## What the task asks
In the records below, locate the line containing "Check that every instance of the front grille", then extract it and all following lines exactly, ending with the last line.
[start]
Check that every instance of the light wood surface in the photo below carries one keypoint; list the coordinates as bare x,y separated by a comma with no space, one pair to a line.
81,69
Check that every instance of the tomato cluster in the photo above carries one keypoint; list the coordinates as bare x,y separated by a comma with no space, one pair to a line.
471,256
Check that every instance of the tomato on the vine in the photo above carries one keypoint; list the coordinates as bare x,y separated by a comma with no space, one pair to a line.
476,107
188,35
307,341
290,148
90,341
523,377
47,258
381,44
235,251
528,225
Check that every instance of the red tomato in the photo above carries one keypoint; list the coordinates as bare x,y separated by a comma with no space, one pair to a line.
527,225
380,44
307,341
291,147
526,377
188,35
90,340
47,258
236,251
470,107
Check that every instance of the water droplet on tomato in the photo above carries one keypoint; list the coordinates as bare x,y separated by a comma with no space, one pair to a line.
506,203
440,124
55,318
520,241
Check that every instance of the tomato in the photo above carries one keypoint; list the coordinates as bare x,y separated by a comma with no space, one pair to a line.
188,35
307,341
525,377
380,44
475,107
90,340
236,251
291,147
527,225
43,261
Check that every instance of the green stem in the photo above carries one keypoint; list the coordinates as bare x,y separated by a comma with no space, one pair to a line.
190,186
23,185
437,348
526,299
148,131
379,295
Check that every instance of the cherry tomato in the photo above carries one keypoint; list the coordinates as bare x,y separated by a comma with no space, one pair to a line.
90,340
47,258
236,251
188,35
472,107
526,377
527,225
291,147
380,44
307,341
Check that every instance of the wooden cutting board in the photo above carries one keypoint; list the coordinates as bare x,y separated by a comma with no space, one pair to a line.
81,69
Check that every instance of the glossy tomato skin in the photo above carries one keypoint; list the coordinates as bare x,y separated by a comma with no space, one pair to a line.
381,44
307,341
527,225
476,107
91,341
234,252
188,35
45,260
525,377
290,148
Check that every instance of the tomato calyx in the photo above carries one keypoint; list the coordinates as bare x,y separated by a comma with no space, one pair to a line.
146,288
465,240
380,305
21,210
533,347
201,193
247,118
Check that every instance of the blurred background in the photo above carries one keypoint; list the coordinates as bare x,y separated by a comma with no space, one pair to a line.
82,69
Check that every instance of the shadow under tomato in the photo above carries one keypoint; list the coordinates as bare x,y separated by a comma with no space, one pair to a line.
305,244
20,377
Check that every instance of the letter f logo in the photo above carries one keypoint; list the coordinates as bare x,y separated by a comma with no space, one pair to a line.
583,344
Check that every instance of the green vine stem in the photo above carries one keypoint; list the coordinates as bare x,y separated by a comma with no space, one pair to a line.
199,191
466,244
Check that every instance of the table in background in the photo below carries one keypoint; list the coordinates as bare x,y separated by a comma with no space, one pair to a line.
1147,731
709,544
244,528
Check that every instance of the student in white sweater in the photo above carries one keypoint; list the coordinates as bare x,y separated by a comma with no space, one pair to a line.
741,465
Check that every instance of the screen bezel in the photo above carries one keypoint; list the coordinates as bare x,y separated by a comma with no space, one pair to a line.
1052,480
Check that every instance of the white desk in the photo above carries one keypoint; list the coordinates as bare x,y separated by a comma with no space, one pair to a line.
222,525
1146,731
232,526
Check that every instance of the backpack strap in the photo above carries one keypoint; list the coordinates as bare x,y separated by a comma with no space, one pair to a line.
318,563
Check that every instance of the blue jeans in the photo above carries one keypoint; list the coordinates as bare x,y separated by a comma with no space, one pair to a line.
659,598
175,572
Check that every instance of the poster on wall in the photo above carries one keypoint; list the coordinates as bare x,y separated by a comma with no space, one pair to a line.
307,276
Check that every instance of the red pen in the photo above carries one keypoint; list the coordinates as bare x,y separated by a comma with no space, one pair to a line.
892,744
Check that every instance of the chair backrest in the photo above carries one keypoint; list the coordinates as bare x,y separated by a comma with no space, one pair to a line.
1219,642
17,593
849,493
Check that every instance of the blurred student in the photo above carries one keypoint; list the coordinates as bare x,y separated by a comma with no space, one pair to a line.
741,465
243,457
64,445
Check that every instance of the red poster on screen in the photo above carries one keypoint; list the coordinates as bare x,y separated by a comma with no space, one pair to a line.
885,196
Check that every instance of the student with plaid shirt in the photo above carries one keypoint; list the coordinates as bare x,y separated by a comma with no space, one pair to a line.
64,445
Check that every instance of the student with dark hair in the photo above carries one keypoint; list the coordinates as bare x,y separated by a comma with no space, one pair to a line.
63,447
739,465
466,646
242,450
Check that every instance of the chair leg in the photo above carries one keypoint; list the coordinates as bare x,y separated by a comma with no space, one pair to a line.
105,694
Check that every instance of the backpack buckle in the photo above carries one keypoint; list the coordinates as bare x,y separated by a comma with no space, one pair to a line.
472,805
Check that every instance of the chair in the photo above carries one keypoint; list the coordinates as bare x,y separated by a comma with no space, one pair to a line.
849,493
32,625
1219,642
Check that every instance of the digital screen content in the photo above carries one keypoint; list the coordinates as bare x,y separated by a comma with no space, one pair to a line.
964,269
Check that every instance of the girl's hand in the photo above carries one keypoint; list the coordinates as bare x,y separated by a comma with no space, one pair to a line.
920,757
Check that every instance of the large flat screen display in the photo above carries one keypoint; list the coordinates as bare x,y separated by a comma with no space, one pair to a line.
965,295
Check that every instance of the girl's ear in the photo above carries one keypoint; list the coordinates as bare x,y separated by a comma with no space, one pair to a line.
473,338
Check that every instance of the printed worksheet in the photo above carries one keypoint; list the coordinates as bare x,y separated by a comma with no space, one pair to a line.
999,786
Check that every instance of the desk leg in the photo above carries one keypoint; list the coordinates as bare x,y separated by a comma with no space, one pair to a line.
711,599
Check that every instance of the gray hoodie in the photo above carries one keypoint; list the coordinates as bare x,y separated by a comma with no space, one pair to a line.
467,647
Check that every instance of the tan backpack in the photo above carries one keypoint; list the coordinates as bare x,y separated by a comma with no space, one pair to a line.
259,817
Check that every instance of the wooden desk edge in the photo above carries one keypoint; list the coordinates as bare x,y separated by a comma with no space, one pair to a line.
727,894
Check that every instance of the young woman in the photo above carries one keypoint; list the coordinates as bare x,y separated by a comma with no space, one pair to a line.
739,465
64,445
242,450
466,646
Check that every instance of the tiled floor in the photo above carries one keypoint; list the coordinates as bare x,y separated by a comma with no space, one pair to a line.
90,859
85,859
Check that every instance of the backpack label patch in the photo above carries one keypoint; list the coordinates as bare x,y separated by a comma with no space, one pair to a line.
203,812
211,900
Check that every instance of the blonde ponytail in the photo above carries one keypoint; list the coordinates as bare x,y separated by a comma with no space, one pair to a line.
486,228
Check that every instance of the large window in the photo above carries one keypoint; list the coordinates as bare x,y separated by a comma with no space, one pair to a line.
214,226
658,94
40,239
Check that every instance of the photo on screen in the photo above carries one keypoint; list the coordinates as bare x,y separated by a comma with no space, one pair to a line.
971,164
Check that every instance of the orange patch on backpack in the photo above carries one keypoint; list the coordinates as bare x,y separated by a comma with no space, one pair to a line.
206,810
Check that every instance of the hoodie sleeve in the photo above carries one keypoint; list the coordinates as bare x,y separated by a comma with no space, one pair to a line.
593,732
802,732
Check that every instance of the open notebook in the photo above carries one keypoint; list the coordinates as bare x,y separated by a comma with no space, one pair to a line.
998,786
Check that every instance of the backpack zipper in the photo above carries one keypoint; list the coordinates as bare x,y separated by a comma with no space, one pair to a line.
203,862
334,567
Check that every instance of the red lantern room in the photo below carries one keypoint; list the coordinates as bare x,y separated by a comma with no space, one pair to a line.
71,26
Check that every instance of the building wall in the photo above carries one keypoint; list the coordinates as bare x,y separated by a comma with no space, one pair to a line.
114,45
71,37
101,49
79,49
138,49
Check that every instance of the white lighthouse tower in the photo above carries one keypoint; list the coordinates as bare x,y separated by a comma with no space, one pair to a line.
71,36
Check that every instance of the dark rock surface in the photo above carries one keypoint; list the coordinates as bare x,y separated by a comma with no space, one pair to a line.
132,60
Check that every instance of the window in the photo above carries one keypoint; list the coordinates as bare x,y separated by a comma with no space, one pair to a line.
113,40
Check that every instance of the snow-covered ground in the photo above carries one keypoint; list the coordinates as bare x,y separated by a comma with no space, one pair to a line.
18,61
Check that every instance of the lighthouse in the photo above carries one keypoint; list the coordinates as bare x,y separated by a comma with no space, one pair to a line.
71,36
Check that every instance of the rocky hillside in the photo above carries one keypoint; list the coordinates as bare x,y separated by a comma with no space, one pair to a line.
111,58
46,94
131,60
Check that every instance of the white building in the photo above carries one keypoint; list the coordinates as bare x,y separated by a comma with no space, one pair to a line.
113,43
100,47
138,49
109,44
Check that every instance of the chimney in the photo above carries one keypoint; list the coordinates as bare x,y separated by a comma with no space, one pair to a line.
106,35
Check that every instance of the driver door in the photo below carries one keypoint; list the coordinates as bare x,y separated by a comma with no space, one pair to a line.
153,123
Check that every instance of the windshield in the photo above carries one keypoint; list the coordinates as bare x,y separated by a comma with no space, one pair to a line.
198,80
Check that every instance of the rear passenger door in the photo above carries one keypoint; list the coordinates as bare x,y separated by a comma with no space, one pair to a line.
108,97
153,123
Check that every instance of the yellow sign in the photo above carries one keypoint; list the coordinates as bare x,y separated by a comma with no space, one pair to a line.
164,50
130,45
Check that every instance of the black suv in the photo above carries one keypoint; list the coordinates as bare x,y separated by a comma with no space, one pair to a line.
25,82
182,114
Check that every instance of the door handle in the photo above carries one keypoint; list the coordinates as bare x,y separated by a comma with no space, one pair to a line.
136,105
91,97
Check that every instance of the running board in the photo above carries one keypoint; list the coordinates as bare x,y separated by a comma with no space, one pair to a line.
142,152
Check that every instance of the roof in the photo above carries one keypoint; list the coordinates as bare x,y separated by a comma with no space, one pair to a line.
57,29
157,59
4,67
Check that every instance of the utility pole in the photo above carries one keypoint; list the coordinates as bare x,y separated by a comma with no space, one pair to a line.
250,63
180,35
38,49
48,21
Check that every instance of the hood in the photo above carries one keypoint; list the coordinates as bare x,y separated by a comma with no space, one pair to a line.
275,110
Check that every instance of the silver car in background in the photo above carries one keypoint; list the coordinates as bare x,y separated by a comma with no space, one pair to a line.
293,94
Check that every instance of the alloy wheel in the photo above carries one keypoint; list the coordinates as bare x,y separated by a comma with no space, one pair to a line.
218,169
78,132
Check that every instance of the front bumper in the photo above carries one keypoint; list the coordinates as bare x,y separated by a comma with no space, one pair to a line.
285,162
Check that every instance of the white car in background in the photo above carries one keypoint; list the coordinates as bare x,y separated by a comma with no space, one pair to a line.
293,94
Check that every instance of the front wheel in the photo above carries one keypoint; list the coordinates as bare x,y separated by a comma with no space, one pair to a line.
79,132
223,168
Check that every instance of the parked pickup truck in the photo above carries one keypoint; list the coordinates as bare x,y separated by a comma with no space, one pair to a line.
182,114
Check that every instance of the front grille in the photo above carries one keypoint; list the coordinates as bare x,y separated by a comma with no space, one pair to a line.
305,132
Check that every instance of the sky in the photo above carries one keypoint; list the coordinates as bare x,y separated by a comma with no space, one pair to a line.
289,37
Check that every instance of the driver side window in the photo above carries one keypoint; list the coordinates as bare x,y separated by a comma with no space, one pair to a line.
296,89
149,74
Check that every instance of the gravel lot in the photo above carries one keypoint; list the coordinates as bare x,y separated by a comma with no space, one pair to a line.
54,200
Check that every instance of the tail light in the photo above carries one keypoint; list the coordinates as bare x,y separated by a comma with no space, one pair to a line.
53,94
[end]
## Written solution
Check that every instance of the front grille in the photo above carries one keypoint; list the coordinates as bare x,y separated by a comma with no space, one pair to a line.
305,132
Check that every instance of the sky in the photo above carries one keypoint; list the coordinates as bare x,y separated by a comma with no space, one pair to a line.
289,37
Check that every instance of the driver side window in the photo above carries one keypoint; list the coordinates as bare x,y separated by a comma with no space, one pair to a line.
296,89
149,74
Check that every instance of the gravel lot in the photo above carries one keypoint; list the coordinates as bare x,y separated by a comma with no space, one pair to a line.
54,200
Check that every instance of the tail light in the photo above carries one keypoint; list the coordinates as bare x,y separated by a comma with no space, one pair to a line.
53,94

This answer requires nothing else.